The data Start Marker

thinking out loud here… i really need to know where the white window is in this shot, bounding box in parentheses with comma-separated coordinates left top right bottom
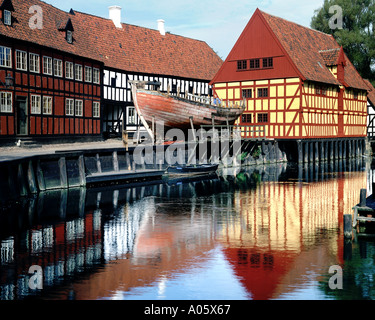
(16, 50, 27, 71)
(43, 96, 52, 115)
(66, 30, 73, 44)
(65, 62, 74, 79)
(54, 59, 63, 77)
(4, 10, 11, 26)
(0, 92, 12, 113)
(29, 53, 40, 73)
(93, 102, 100, 118)
(75, 64, 82, 81)
(0, 46, 11, 68)
(85, 66, 92, 83)
(31, 95, 41, 114)
(75, 100, 83, 117)
(93, 68, 100, 84)
(65, 99, 74, 116)
(43, 56, 52, 75)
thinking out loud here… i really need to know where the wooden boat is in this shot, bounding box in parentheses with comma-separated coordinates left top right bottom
(130, 81, 245, 139)
(166, 164, 219, 177)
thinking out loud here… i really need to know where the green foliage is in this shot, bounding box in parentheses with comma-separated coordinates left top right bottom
(311, 0, 375, 84)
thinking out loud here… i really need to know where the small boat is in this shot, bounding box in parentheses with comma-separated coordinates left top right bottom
(130, 81, 245, 140)
(166, 164, 219, 177)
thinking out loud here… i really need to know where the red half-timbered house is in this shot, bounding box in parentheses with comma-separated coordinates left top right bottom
(210, 9, 370, 161)
(0, 0, 103, 143)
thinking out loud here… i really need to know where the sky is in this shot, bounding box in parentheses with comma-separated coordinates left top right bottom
(45, 0, 325, 60)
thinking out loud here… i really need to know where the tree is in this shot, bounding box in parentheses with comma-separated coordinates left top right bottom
(311, 0, 375, 84)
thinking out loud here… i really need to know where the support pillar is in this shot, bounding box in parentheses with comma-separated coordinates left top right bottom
(315, 141, 319, 162)
(343, 140, 347, 160)
(297, 141, 303, 164)
(58, 157, 68, 189)
(309, 141, 314, 163)
(338, 140, 343, 160)
(329, 141, 334, 161)
(304, 142, 309, 163)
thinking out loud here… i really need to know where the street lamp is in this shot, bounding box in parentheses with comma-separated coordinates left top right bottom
(1, 72, 14, 88)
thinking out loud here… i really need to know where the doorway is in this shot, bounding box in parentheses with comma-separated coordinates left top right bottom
(16, 96, 28, 136)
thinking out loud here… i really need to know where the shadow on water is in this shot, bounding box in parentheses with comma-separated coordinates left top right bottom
(0, 158, 374, 300)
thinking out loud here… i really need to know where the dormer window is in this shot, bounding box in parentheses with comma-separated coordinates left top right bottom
(66, 30, 73, 44)
(3, 10, 11, 25)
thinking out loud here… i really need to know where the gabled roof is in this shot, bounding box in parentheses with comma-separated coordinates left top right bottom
(71, 11, 223, 80)
(0, 0, 222, 81)
(260, 10, 368, 91)
(364, 79, 375, 107)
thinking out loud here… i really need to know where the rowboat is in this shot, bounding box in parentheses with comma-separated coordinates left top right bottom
(166, 164, 219, 177)
(130, 81, 245, 139)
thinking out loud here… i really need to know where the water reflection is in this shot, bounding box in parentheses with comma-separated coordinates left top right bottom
(0, 158, 374, 300)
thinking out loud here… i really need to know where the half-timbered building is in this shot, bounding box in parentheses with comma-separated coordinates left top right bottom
(0, 0, 103, 143)
(72, 7, 222, 137)
(210, 9, 370, 160)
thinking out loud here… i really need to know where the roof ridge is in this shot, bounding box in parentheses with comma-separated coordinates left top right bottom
(259, 9, 334, 38)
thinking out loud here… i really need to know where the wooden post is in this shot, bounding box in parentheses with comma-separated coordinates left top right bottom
(338, 140, 343, 160)
(309, 142, 313, 163)
(113, 151, 119, 172)
(36, 160, 46, 191)
(329, 141, 334, 161)
(315, 141, 319, 162)
(344, 214, 353, 239)
(78, 155, 86, 187)
(304, 142, 309, 163)
(343, 140, 347, 159)
(27, 161, 38, 194)
(360, 188, 367, 207)
(348, 140, 352, 158)
(58, 157, 68, 189)
(96, 154, 102, 173)
(297, 141, 303, 164)
(17, 163, 28, 197)
(319, 141, 324, 162)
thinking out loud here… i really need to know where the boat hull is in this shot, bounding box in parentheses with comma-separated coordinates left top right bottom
(167, 164, 219, 177)
(135, 89, 244, 130)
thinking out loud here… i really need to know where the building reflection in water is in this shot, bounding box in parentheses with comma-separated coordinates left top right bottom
(0, 158, 372, 300)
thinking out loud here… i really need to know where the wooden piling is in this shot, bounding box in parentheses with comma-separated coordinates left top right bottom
(27, 161, 38, 194)
(360, 188, 367, 207)
(58, 157, 68, 189)
(78, 155, 86, 187)
(344, 214, 353, 239)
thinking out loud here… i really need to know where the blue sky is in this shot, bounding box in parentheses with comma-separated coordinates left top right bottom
(46, 0, 325, 60)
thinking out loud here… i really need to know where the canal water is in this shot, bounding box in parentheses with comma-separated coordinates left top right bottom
(1, 159, 375, 300)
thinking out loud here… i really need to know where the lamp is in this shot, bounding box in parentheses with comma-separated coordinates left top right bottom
(1, 72, 14, 88)
(5, 73, 13, 87)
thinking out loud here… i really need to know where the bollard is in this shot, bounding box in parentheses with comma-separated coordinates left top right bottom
(344, 214, 353, 239)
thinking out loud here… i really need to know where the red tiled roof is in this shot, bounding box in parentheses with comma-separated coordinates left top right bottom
(0, 0, 222, 81)
(260, 10, 369, 91)
(364, 79, 375, 107)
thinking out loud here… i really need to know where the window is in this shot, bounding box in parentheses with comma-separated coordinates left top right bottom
(85, 66, 92, 82)
(128, 107, 136, 124)
(75, 64, 82, 81)
(75, 100, 83, 116)
(315, 85, 327, 96)
(237, 60, 247, 71)
(43, 56, 52, 75)
(242, 89, 252, 99)
(66, 30, 73, 44)
(0, 92, 12, 112)
(66, 62, 74, 79)
(31, 95, 41, 114)
(263, 57, 273, 68)
(258, 88, 268, 98)
(257, 113, 268, 123)
(16, 50, 27, 71)
(0, 46, 11, 67)
(354, 91, 359, 100)
(43, 96, 52, 115)
(54, 59, 63, 77)
(250, 59, 260, 69)
(93, 68, 100, 84)
(29, 53, 40, 73)
(242, 114, 252, 123)
(65, 98, 74, 116)
(93, 102, 100, 118)
(4, 10, 11, 26)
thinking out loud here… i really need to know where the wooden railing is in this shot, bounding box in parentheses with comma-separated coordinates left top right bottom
(200, 125, 267, 140)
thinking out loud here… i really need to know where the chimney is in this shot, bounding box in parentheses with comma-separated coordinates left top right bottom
(157, 19, 166, 36)
(109, 6, 122, 28)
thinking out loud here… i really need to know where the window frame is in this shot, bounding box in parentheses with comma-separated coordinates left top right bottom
(241, 114, 252, 123)
(16, 50, 27, 71)
(53, 59, 63, 77)
(93, 68, 100, 84)
(75, 99, 83, 117)
(0, 92, 12, 113)
(263, 57, 274, 69)
(75, 64, 83, 81)
(237, 60, 248, 71)
(66, 30, 73, 44)
(250, 59, 260, 70)
(85, 66, 92, 83)
(65, 98, 74, 116)
(0, 46, 12, 68)
(29, 53, 40, 73)
(43, 96, 53, 115)
(65, 61, 74, 79)
(3, 10, 11, 26)
(242, 89, 253, 99)
(257, 88, 269, 98)
(43, 56, 53, 75)
(257, 113, 269, 123)
(93, 101, 100, 118)
(31, 95, 42, 114)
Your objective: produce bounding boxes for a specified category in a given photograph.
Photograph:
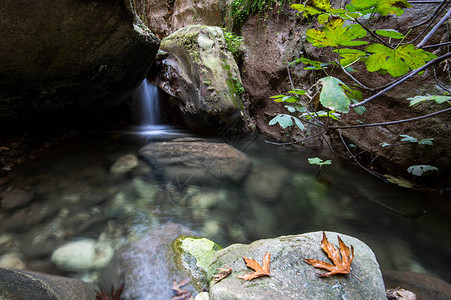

The data End Marker

Repeat the whole listing above word for word, but keep any picture out of it.

Written solution >>
thinking out loud here… i really need to know where the white window is in this shot, bounding box in parentheses with comma-separated coordinates left top right bottom
(16, 50, 27, 71)
(43, 96, 52, 115)
(66, 30, 73, 44)
(65, 62, 74, 79)
(54, 59, 63, 77)
(4, 10, 11, 26)
(0, 92, 12, 113)
(29, 53, 40, 73)
(93, 102, 100, 118)
(75, 64, 82, 81)
(0, 46, 11, 68)
(85, 66, 92, 83)
(31, 95, 41, 114)
(75, 100, 83, 117)
(93, 68, 100, 84)
(65, 99, 74, 116)
(43, 56, 52, 75)
thinking out loud here… i really need to know where the wooden boat is in this shot, bounding box in parentheses with comma-separated coordinates left top right bottom
(130, 81, 245, 139)
(166, 164, 219, 177)
thinking out loud here… i really need to know where the green foliage is in this shot, bounding box in parentheses with comma-separated coordinates left top right bottom
(311, 0, 375, 84)
thinking out loud here… i really need to know where the small boat is in this shot, bounding box in parentheses with comma-separated coordinates left top right bottom
(130, 81, 245, 140)
(166, 164, 219, 177)
thinking out loud here… i really need to know where the red half-timbered house is in this shot, bounding box in parentheses with comma-separated coordinates left top right bottom
(210, 9, 370, 161)
(0, 0, 103, 143)
thinking out loud here… i really need to know where the sky is in this shot, bounding box in parentheses with comma-separated coordinates left top right bottom
(45, 0, 325, 60)
thinking out loud here… i really need to know where the tree is in this shot, bounding box in parentheses with comma-separated coordinates left top right bottom
(311, 0, 375, 84)
thinking out loud here… i really need to know where the support pillar is in this shot, bounding box in parentheses with comma-separated coordinates left top right bottom
(315, 141, 319, 162)
(343, 140, 347, 160)
(297, 141, 303, 164)
(58, 157, 68, 189)
(309, 141, 314, 163)
(338, 140, 343, 160)
(329, 141, 334, 161)
(304, 142, 309, 163)
thinking out loud here… i really need to know where the street lamp is in this shot, bounding box in parentheses with comma-separated coordinates left top right bottom
(1, 72, 14, 88)
thinking out loud here… i really need to know where the doorway is in this shot, bounding box in parentheses with comma-separated coordinates left top right bottom
(16, 96, 28, 136)
thinking out loud here… i really need to know where the shadow on water is in this shot, bounding box in parentheses with comma-separated coordinates left top right bottom
(0, 158, 374, 300)
thinking out loud here… i really need to know where the dormer window is in this shot, bounding box in parentheses with comma-separated coordinates left top right bottom
(66, 30, 73, 44)
(3, 10, 11, 25)
thinking out loud here… i really need to know where the gabled roof is in this shot, bounding box in parentheses with comma-separated coordinates left top right bottom
(71, 11, 223, 80)
(0, 0, 222, 81)
(260, 10, 368, 91)
(364, 79, 375, 107)
thinking out loud here… i really need to know where the rowboat is in this shot, bounding box in parentheses with comma-separated coordinates left top right bottom
(166, 164, 219, 177)
(130, 81, 245, 139)
thinking out loud here… i really need to know where the water reflection is in this shot, bounding box in parentheses with comma-separated coordinates left top right bottom
(0, 158, 374, 300)
thinking out loud here… i really need to know where the half-timbered building is in this shot, bounding box in parentheses with comma-separated coordinates left top right bottom
(0, 0, 103, 143)
(72, 7, 222, 137)
(210, 9, 370, 160)
thinking out loud here… i really need to know where the roof ridge is in this shot, bounding box in parentheses with comma-separated coordinates left top right bottom
(259, 9, 334, 38)
thinking out loud here… i really need to know where the wooden post is in this shot, bounding box in parentheses with comma-separated coordinates left top right bottom
(338, 140, 343, 160)
(309, 142, 313, 163)
(113, 151, 119, 172)
(36, 160, 46, 191)
(329, 141, 334, 161)
(315, 141, 319, 162)
(344, 214, 353, 239)
(78, 155, 86, 187)
(304, 142, 309, 163)
(343, 140, 347, 159)
(27, 161, 38, 194)
(360, 188, 367, 207)
(348, 140, 352, 158)
(58, 157, 68, 189)
(96, 154, 102, 173)
(297, 141, 303, 164)
(17, 163, 28, 197)
(319, 141, 324, 162)
thinking out loud here… i really need to know where the boat hull is in this shot, bounding box in parentheses with comma-separated coordinates left top right bottom
(167, 164, 219, 177)
(135, 89, 244, 130)
thinking out loud here… i really need to know where the building reflection in water is in this shot, bounding box in parentheses with comma-separated coordinates left top right bottom
(0, 158, 372, 300)
thinking out loud here… i really need to know where the wooden piling is in this shot, bounding box in parentheses with comma-separated coordinates left top right bottom
(27, 161, 38, 194)
(360, 188, 367, 207)
(58, 157, 68, 189)
(78, 155, 86, 187)
(344, 214, 353, 239)
thinking out loud here… i really need to know where the blue sky is in this shot, bounding box in parentheses with comma-separated coordinates left top right bottom
(46, 0, 325, 60)
thinking out loud here… i really need to know where the canal water is in this shot, bounding box in parentheses with comma-separated coordinates left top right bottom
(1, 159, 375, 300)
thinking out loud here… i really need to know where the lamp is in this shot, bounding box in parentheses with comma-separated coordinates left top right bottom
(1, 72, 14, 88)
(5, 73, 13, 87)
thinking out loud here… i really need to know where the bollard is in this shot, bounding box in parentheses with comma-separated coordinates left top right bottom
(344, 214, 353, 239)
thinking out loud here… i really need to know where the red tiled roof is in this shot, bounding box in parentheses with comma-separated coordinates left top right bottom
(0, 0, 222, 81)
(260, 10, 369, 91)
(364, 79, 375, 107)
thinking out loud here… i really need to know where the window is in this shot, bounding box in parentheses with comma-separated coordinates left top right bottom
(85, 66, 92, 82)
(128, 107, 136, 124)
(75, 64, 82, 81)
(75, 100, 83, 116)
(315, 85, 327, 96)
(237, 60, 247, 71)
(43, 56, 52, 75)
(242, 89, 252, 99)
(66, 30, 73, 44)
(0, 92, 12, 112)
(66, 62, 74, 79)
(31, 95, 41, 114)
(263, 57, 273, 68)
(258, 88, 268, 98)
(257, 113, 268, 123)
(16, 50, 27, 71)
(0, 46, 11, 67)
(354, 91, 359, 100)
(43, 96, 52, 115)
(54, 59, 63, 77)
(250, 59, 260, 69)
(93, 68, 100, 84)
(29, 53, 40, 73)
(242, 114, 252, 123)
(65, 98, 74, 116)
(93, 102, 100, 118)
(4, 10, 11, 26)
thinking out loud here… i really need to know where the wooden railing is in this shot, bounding box in parentheses with comma-separated coordinates left top right bottom
(200, 125, 267, 140)
thinking out loud here… i really need to know where the chimney is in this shot, bounding box in parentheses with comma-separated coordinates left top right bottom
(157, 19, 166, 36)
(109, 6, 122, 28)
thinking out loud here… i really need to know where the window frame is in this shot, bounding box in parentheses with comma-separated coordinates left top right bottom
(241, 114, 252, 123)
(16, 50, 27, 71)
(53, 59, 63, 77)
(93, 68, 100, 84)
(75, 99, 83, 117)
(0, 92, 12, 113)
(263, 57, 274, 69)
(75, 64, 83, 81)
(237, 60, 248, 71)
(66, 30, 73, 44)
(250, 59, 260, 70)
(85, 66, 92, 83)
(65, 98, 74, 116)
(0, 46, 12, 68)
(29, 53, 40, 73)
(43, 96, 53, 115)
(65, 61, 74, 79)
(3, 10, 11, 26)
(242, 89, 253, 99)
(257, 88, 269, 98)
(43, 56, 53, 75)
(257, 113, 269, 123)
(93, 101, 100, 118)
(31, 95, 42, 114)
Your objective: produce bounding boxes for a specified category in a given photograph.
Photograph:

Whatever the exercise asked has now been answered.